§ 本文
【新型クロスカブ】ホンダの開発陣がこっそり教える! 新型の誕生秘話
MotorFan / 2018年3月12日 11時10分
往年のハンターカブを思わせる衣装となり、業界をザワつかせている新型クロスカブ。この大胆な刷新の影には苦労も多いはず……気になるぅ〜、というわけで、開発陣を突撃訪問。内緒話を色々教えてもらいました! (この記事はモトチャンプ4月号より抜粋・再編集したものです) PHOTO:鳥頭尾拓磨 REPORT:横田和彦
亀水二己範さん(写真左)
[本田技術研究所 二輪R&Dセンター 第1商品開発室 第2ブロック 主任研究員]
6年前からカブシリーズのLPL(ラージ・プロジェクト・リーダー=開発責任者)を担当。ホンダ歴31年のベテランで、過去にはフォルツァなども手がけている。
兼村祐気さん(写真中央)
[本田技術研究所 二輪R&Dセンター HGA-K 1BL]
ホンダ歴4年の若手デザイナー。各モデルの部品デザインなどを経験してきたが、スタイリングデザインを担当したのは今回が初。
藤嶽かなえさん(写真右)
[本田技術研究所 二輪R&Dセンター デザイン開発室 第2ブロック]
主に海外モデルのデザインP(L プロジェクト・リーダー)として、良いものを安く作ることを勉強し、CRF250Lのスタイリングデザインなども経験。ホンダ歴は7年。
秀逸なデザイン案により開発はトントン拍子!
モトチャンプ(以下モ):まずはみなさんが担当したところを教えてください。
亀水(以下、亀):私はカブシリーズ全体のLPL(開発責任者)です。
兼村(以下、兼):クロスカブのスタイリングデザインを担当しました。
藤嶽(以下、藤):用品デザインの担当で、今回は新型クロスカブの世界を広げる用品を提案しています。
モ:兼村さんは、過去にどんな車種を手がけられましたか?
兼:これまでは部分的なデザインを担当することが多く、全体のスタイリングデザインを通しで手がけたのは新型クロスカブが初めてです。

§ 提供データ
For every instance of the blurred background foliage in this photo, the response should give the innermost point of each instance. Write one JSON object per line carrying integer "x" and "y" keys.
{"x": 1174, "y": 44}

§ 課題の指示
(a) 次の(i)〜(iii)が新型クロスカブの記事の内容と合っているかを「はい」か「いいえ」で答えてください。それぞれ、判断の決め手となる本文の語句をそのまま引用して添えてください。
(i) 亀水さんはホンダに31年勤めている。
(ii) 兼村さんは、新型クロスカブ以前にも車両全体のスタイリングデザインを担当したことがある。
(iii) 藤嶽さんのホンダ歴は7年である。
(b) 新型クロスカブの開発についての記事を、最後の文の続きから書き進めてください。

§ 課題の解答
(a)
(i) はい。「ホンダ歴31年のベテラン」
(ii) いいえ。「スタイリングデザインを担当したのは今回が初」
(iii) はい。「ホンダ歴は7年」

(b)
亀:当初は、先代クロスカブのようにオーストラリア郵政カブのカラー変更をベースに検討しました。が、良いデザインが提案されたのでやってみようとなったんです。LPLとしてはコストがかからない構想も捨てがたかったんですけどね(笑)。
モ:デザインスケッチはもろにハンターカブのイメージですね!
兼:レッグシールドを外してアップマフラーにするというのが最初のイメージでした。じつはデザイン案の数はあまり出さなかったんですが、意外とすんなりと決まったんです。上司に途中経過を見せてもあまり口出しされませんでしたし。普段はそんなことないんですけど(笑)。トントン拍子に進んだのですが、設計のことは詳しく知らなかったので、色々と教わりました。
モ:カブのアイデンティティでもあるレッグシールドを外すというアイデアについて、LPL的にはどうお考えだったんでしょうか?
亀:実際に外した車両でオフロードや雪道を走ってみると、足を出しやすいのでより自由度が増しました。それに、開放感が増した点はぜひ試して欲しいところです。それにあわせて、私くらいの体格でもオフロードを走りやすいようにハンドルの高さをバー1本半ほど下げつつ手前にしています。デザイン的にもハンドルまわりの凝縮感が増して良くなったし、スタンディングした時も車体を足でホールドしやすくなるなど機能的なメリットも多いんです。
モ:かなり細かいところまで専用設計になっているんですね。
亀:シートのウレタンの材質も見直して厚みを10㎜増し、長時間乗っても疲れないようにしています。変えなくてもいいかと思ったんですが、やはり乗り比べると効果アリです。
モ:デザインで苦労したところやこだわったところはどこですか?
兼:直線的なラインでタフ感を出したかったのですが、曲線的なスーパーカブの後部を活かす前提だったので、そこのつながる面の造形は何度もトライしました。こだわったという点では、マフラーカバーにスリットを入れることでハンターカブイメージも取り入れました。また足周りをブラックアウトすることでタフ感を高めたところですね。
モ:メーターなど細かい部分にもこだわっていますよね。
兼:遊び心を反映させ、メーターの文字盤に迷彩を取り入れました。いつも目に入る所なので、ライダーの気持ちを盛り上げたかったんです。
亀:LPLとしては変更部分が多いとコスト管理が気になりますが、設計陣を含めみんなが"大丈夫です、範囲内に収めます"とやる気満点で(笑)。
モ:若者が中心となり、一致団結して開発を進めていった感じですね。
兼:デザイナーや設計者の中に「これ欲しい、買うぞ」という声が多かったのも力になりました。
用品からもクロスカブの世界観が広がる
モ:オプションのこのリヤバッグも今回デザインされたものだとか。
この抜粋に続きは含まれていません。